## Exercise requirements
Reproduce the entries below exactly, but only from the line containing "Target: window row" to the line containing "Target: dark roof", inclusive.

------ Available data

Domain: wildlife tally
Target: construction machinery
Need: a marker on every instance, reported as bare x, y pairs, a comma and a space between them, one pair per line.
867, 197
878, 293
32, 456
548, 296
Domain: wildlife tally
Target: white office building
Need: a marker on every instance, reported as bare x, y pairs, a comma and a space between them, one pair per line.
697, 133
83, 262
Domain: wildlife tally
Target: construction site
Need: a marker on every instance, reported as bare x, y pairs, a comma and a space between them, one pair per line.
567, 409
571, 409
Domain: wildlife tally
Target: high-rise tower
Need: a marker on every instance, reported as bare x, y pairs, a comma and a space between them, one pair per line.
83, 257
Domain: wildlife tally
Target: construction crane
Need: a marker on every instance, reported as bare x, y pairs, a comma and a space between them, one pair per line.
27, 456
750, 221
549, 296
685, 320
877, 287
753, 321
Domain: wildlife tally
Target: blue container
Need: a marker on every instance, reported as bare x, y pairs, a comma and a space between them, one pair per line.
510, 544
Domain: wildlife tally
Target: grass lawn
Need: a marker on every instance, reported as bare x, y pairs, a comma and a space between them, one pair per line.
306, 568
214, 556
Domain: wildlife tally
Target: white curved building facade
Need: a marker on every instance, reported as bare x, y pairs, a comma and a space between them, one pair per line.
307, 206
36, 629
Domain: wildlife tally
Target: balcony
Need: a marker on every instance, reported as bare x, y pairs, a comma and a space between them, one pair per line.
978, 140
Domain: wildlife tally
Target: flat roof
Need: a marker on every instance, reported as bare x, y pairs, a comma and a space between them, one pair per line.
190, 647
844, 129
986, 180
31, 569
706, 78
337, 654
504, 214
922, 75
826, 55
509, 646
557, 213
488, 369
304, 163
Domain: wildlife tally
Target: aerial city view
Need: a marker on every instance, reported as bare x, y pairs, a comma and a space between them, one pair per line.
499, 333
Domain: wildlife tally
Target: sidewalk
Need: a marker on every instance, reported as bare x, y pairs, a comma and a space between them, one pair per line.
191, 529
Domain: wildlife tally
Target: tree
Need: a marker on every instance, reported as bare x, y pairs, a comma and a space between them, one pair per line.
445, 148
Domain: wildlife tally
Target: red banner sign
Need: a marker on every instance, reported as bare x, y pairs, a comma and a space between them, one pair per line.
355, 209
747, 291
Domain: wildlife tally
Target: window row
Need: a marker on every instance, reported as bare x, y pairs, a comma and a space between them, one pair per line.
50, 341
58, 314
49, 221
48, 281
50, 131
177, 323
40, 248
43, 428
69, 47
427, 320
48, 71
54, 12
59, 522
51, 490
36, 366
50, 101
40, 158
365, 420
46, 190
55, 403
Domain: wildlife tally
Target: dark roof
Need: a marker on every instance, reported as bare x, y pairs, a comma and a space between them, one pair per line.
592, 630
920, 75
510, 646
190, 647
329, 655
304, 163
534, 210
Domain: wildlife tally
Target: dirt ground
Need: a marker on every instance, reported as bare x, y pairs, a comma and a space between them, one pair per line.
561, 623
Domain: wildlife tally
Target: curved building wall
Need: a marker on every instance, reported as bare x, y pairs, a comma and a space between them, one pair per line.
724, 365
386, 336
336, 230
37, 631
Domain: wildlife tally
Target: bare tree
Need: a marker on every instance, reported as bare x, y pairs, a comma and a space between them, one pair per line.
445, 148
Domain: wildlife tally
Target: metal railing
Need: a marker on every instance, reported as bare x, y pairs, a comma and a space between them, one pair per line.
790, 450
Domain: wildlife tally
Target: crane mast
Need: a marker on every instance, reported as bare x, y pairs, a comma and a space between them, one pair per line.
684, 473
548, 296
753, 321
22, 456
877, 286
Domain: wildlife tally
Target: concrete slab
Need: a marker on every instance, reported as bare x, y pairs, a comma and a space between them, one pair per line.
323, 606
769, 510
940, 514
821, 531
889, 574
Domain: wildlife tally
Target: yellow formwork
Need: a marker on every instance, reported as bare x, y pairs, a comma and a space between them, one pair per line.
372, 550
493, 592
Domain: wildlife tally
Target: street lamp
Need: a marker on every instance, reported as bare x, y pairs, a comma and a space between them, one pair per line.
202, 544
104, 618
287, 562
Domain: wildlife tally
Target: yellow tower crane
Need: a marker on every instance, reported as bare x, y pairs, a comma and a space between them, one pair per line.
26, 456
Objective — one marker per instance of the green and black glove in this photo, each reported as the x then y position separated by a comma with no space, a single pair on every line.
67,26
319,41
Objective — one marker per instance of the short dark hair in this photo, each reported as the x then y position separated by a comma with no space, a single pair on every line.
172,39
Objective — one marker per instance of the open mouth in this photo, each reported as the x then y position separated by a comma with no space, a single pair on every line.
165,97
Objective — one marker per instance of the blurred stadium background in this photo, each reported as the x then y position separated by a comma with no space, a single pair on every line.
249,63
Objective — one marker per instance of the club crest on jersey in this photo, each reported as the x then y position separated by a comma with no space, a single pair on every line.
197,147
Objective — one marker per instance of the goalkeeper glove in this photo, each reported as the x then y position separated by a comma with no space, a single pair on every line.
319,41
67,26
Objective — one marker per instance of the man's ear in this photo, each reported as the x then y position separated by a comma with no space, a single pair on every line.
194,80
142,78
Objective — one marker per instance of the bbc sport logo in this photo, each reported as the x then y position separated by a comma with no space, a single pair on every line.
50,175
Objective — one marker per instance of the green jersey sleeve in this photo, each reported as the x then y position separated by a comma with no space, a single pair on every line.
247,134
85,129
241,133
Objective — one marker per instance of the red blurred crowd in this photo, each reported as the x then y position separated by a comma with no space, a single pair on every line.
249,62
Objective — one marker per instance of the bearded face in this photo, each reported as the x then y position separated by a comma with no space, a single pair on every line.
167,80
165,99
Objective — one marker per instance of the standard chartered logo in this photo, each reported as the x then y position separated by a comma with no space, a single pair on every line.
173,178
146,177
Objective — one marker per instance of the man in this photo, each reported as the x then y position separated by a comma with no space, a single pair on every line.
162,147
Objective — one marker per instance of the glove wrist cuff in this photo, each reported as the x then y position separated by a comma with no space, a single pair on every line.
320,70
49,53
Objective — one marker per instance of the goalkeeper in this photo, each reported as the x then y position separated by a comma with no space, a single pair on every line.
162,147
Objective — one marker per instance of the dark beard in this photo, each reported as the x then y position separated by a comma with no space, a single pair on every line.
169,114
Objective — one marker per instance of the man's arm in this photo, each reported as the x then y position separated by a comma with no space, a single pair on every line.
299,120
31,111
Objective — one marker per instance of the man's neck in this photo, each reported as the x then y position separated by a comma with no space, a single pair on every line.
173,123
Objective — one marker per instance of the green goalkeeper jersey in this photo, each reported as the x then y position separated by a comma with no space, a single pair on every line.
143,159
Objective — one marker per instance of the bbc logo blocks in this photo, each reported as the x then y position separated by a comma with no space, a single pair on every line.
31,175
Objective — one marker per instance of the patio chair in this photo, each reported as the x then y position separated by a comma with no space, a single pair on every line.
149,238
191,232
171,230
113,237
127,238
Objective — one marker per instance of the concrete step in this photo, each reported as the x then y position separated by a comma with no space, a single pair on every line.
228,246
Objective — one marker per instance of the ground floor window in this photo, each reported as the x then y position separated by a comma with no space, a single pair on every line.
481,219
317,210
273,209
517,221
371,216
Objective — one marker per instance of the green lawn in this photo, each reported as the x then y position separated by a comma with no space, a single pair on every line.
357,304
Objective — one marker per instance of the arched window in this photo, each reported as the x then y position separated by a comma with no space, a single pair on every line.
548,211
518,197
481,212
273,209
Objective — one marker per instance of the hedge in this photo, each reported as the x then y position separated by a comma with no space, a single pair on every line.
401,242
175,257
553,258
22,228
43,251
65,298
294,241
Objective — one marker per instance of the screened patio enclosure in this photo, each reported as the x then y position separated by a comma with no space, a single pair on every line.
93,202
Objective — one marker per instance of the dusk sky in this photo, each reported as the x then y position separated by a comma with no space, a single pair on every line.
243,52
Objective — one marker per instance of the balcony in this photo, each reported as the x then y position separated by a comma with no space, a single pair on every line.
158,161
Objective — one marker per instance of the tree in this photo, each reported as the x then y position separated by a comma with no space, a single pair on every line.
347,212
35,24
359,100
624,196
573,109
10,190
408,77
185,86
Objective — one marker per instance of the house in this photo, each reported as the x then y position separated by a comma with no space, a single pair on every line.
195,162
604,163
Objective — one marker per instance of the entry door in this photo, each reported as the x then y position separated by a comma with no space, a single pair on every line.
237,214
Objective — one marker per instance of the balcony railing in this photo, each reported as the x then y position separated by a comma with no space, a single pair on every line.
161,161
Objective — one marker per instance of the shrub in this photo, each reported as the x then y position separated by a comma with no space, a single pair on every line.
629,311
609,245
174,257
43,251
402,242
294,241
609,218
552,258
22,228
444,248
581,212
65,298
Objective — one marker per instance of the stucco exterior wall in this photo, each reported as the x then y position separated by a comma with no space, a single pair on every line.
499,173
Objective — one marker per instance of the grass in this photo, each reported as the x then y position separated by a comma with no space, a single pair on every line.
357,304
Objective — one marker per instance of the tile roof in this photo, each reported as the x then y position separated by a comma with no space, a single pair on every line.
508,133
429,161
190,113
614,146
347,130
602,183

------------

## The answer
Target: window row
Need: a marker on every instance, reported as bare x, y pairs, a comma and a space between them, one pair per line.
50, 341
58, 314
49, 221
48, 281
50, 131
177, 323
40, 248
43, 428
69, 47
427, 320
48, 71
54, 12
59, 522
51, 490
36, 366
50, 101
40, 158
365, 420
46, 190
55, 403
Domain: wildlife tally
Target: dark roof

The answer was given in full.